Job a → In the records below, copy out the lines starting with the line containing "Target: orange leather jacket" and going on through the line containing "(502, 1155)", exactly as they stand.

Text segment →
Continuing my viewing of films set or filmed in Argentina, Apartment Zero (Conviviendo con la muerte)(1989) is set and filmed in Buenos Aires, with a sub-plot of the mercenaries who killed so many in Argentina. Another theme which I loved was movie trivia and film stars. Colin Firth as the emotionally crippled Adrian LeDuc is masterful, while his opposite Hart Bochner as the mysterious Jack Carney is stunning, charming, completely frightening. Every smaller role is so well done -- what a great film this was. I'm amazed that it is not better known. I found both commentary tracks interesting also -- especially the writer/director Martin Donovan.

Practical Magic

Rory brought one of his favorite movies, Practical Magic (1998) for us to watch. Adapted from an Alice Hoffman novel, it has a cast of wonderful women actors: Sandra Bullock as Sally Owens, Nicole Kidman as her sister, party-girl Gillian Owens, Stockard Channing as Aunt Frances 'Fran' Owens and Dianne Wiest as Aunt Bridget 'Jet' Owens. Goran Visnjic (E.R.) has a juicy part as the sexy but evil Jimmy Angelov, while Aidan Quinn gets to be the good guy Officer Gary Hallet. Quite good fun, especially when the phone tree is turned into a circle for a good old fashioned exorcism.

Monday, March 03, 2008

The Bicycle Thief

Ladri di biciclette (1948) AKA Bicycle Thieves, is a wonderful and depressing look at post-War Italy. A family so poor that the sheets must be hocked to get the bicycle back -- which was pawned to buy food. And then on the first day of the job that bicycle was required to do, the bicycle is stolen. The rest of the film is the futile and exhausting efforts of father and son to find and reclaim the bicycle. Neo-Realism is powerful, but oh, so sad. Vittorio De Sica deserved the special Oscar awarded him the year after he refused to allow censors to cut his masterpiece.

Excerpted records →
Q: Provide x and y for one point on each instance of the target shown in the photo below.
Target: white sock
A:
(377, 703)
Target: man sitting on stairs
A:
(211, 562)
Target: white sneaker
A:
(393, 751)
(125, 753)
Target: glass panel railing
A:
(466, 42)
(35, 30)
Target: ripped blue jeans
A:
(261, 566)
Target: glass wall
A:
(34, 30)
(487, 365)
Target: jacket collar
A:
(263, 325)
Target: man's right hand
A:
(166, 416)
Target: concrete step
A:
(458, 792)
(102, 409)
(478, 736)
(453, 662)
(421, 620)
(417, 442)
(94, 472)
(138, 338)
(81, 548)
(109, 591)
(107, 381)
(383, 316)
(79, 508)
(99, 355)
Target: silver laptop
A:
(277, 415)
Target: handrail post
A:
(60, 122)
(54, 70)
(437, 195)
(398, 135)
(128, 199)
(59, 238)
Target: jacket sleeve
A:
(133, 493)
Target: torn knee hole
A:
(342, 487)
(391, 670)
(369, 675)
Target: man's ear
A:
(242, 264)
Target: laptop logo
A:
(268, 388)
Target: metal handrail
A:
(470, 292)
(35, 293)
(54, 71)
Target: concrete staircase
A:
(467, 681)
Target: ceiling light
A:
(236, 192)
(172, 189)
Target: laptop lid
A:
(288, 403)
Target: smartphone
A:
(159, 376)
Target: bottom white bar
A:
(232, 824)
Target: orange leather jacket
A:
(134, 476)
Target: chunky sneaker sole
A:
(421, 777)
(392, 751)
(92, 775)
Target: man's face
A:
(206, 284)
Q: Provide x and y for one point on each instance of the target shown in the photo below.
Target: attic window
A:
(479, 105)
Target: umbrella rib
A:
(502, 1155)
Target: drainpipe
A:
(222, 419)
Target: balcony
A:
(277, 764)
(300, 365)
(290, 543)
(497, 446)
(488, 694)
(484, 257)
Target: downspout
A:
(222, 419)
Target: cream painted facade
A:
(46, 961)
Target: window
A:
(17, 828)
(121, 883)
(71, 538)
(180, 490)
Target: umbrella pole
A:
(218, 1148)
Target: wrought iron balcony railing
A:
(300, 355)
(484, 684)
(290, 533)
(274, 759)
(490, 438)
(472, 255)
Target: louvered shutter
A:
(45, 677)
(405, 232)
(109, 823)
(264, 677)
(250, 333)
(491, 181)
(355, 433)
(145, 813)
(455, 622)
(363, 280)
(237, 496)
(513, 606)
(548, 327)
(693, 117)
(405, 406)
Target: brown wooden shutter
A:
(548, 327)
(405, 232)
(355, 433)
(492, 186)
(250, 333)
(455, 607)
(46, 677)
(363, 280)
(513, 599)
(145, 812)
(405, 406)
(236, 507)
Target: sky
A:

Job b → In the film notes, who plays Adrian LeDuc in Apartment Zero?

Expected output a →
Target: orange leather jacket
A:
(134, 476)
Target: chunky sneaker sole
A:
(421, 777)
(392, 751)
(92, 775)
Target: man's face
A:
(206, 284)
Q: Provide x and y for one point on each instance of the target shown in the photo below.
Target: attic window
A:
(479, 105)
Target: umbrella rib
A:
(502, 1155)

Expected output b → Colin Firth